Task to complete:
These entries must be printed again exactly as they are.

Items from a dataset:
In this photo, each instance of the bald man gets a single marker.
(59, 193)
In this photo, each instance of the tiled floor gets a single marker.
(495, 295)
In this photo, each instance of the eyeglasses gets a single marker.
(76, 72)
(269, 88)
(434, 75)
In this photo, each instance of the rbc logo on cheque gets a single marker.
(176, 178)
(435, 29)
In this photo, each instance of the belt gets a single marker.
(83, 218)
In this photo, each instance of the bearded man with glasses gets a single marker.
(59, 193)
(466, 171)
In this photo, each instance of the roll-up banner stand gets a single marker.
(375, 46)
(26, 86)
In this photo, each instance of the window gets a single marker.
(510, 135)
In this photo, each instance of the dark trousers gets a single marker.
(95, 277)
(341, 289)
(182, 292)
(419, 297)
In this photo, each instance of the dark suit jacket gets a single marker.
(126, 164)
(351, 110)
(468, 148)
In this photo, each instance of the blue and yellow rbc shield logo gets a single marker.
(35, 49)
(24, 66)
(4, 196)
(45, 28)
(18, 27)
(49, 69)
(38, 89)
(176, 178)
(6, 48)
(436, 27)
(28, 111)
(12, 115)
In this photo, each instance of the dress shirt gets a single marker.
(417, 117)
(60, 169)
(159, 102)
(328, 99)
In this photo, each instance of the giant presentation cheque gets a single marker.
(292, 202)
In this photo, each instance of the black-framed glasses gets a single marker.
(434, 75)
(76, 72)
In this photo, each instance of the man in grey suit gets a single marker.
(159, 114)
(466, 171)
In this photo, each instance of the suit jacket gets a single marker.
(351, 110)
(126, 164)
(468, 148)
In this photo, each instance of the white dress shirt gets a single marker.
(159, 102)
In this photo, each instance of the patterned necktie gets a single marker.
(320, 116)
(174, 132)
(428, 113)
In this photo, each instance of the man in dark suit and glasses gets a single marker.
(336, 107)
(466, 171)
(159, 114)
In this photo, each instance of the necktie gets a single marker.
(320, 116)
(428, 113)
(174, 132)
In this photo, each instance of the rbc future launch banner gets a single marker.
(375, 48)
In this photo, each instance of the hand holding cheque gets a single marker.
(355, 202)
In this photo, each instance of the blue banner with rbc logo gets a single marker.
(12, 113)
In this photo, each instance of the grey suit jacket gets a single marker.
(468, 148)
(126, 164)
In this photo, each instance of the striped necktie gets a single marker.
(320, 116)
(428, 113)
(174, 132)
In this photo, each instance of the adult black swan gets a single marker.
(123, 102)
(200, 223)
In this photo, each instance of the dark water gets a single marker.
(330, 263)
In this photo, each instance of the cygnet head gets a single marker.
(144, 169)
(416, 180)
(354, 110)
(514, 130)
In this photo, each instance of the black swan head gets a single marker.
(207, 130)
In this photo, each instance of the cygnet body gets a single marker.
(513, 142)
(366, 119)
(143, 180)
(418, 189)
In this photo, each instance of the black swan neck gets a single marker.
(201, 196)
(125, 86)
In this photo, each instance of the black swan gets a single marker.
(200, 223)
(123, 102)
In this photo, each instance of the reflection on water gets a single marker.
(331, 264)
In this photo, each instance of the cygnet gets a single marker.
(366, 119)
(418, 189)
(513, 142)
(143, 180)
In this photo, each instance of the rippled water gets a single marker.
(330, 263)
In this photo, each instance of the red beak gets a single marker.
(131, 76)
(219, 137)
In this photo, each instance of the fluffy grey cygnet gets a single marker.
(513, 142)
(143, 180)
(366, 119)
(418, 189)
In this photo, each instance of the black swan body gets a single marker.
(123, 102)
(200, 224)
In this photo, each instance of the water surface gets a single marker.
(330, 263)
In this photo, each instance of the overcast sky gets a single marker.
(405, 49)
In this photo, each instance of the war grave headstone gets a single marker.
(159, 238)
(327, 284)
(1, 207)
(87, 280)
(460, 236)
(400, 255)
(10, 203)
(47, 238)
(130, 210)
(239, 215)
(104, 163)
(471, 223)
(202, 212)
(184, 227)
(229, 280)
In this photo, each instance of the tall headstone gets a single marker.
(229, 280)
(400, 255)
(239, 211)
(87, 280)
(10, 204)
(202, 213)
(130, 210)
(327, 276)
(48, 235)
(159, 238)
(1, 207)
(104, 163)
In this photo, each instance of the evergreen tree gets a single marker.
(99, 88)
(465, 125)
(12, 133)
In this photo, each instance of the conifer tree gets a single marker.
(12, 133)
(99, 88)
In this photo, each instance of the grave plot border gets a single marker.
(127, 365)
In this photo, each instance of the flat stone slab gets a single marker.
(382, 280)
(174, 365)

Completed exercise:
In this photo, each instance of the bald man gets a single marker.
(59, 193)
In this photo, each instance of the tiled floor gets a single marker.
(495, 295)
In this photo, each instance of the eyeglasses gets a single marker.
(76, 72)
(269, 88)
(434, 75)
In this photo, each instance of the rbc logo on cheque gets a single marker.
(176, 178)
(435, 29)
In this photo, each instance of the belt gets a single marker.
(83, 218)
In this photo, each instance of the bearded man with glasses gets a single marker.
(59, 193)
(466, 171)
In this photo, each instance of the roll-up banner stand gets a single marker.
(375, 46)
(26, 86)
In this photo, each instance of the window gets a single marker.
(510, 135)
In this photo, each instance of the dark trousers gets a single marker.
(95, 277)
(341, 289)
(182, 292)
(419, 297)
In this photo, each instance of the dark suit jacket gets a single marker.
(126, 164)
(351, 110)
(468, 148)
In this photo, each instance of the blue and yellow rbc shield logo gets a single marker.
(35, 49)
(24, 66)
(4, 196)
(45, 28)
(18, 27)
(49, 69)
(38, 89)
(176, 178)
(6, 48)
(436, 27)
(28, 111)
(12, 115)
In this photo, each instance of the dress shirt gets a single marker.
(417, 117)
(60, 169)
(159, 102)
(328, 99)
In this photo, each instance of the giant presentation cheque gets a single marker.
(292, 202)
In this photo, each instance of the black-framed glasses gets a single marker.
(434, 75)
(76, 72)
In this photo, each instance of the man in grey suit gets a single marker.
(159, 114)
(466, 171)
In this photo, each instance of the suit jacket gets a single marker.
(351, 110)
(126, 164)
(468, 148)
In this photo, each instance of the white dress shirt gets a single marker.
(159, 102)
In this photo, each instance of the patterned necktie gets a single marker.
(320, 116)
(174, 132)
(428, 113)
In this photo, each instance of the man in dark suit and glasses gets a single marker.
(336, 107)
(466, 171)
(159, 114)
In this photo, each instance of the necktie gets a single marker.
(320, 116)
(428, 113)
(174, 132)
In this photo, each instance of the rbc future launch banner gets a single marker.
(375, 48)
In this photo, each instance of the hand holding cheque gets a single marker.
(355, 202)
In this photo, each instance of the blue banner with rbc logo gets a single marker.
(12, 113)
In this photo, each instance of the grey suit jacket gets a single marker.
(468, 148)
(126, 164)
In this photo, each instance of the striped necktie gets a single marker.
(320, 116)
(428, 113)
(174, 132)
In this photo, each instance of the adult black swan gets a single marker.
(123, 102)
(200, 223)
In this photo, each instance of the dark water gets a single marker.
(330, 263)
In this photo, each instance of the cygnet head gets a single marker.
(144, 169)
(416, 180)
(354, 110)
(514, 130)
In this photo, each instance of the black swan head gets a single marker.
(207, 130)
In this photo, each instance of the cygnet body gets a single marker.
(513, 142)
(366, 119)
(143, 180)
(418, 189)
In this photo, each instance of the black swan neck gets a single marker.
(201, 196)
(125, 86)
In this photo, each instance of the black swan gets a single marker.
(200, 223)
(123, 102)
In this photo, each instance of the reflection on water gets a single marker.
(331, 264)
In this photo, each instance of the cygnet gets a single marker.
(366, 119)
(418, 189)
(513, 142)
(143, 180)
In this photo, each instance of the rippled water gets a single marker.
(330, 263)
In this photo, each instance of the red beak gets a single marker.
(131, 76)
(219, 137)
In this photo, each instance of the fluffy grey cygnet gets a single marker.
(513, 142)
(143, 180)
(366, 119)
(418, 189)
In this photo, each instance of the black swan body gets a single marker.
(123, 102)
(200, 224)
In this photo, each instance of the water surface gets a single marker.
(330, 263)
In this photo, each instance of the overcast sky gets a single marker.
(405, 49)
In this photo, each instance of the war grave headstone gets a single marker.
(159, 238)
(327, 284)
(1, 207)
(87, 280)
(460, 236)
(400, 255)
(10, 203)
(47, 238)
(130, 210)
(239, 215)
(104, 163)
(471, 223)
(202, 212)
(184, 227)
(229, 280)
In this photo, each instance of the tall headstone gets a single marker.
(229, 280)
(400, 255)
(239, 211)
(87, 280)
(10, 204)
(202, 213)
(130, 210)
(327, 276)
(48, 235)
(159, 238)
(1, 207)
(104, 163)
In this photo, each instance of the evergreen tree gets a single marker.
(99, 88)
(465, 125)
(12, 133)
In this photo, each instance of the conifer tree gets a single marker.
(12, 133)
(99, 88)
In this photo, each instance of the grave plot border gets a single marker.
(127, 365)
In this photo, each instance of the flat stone slab gets a single marker.
(382, 280)
(174, 365)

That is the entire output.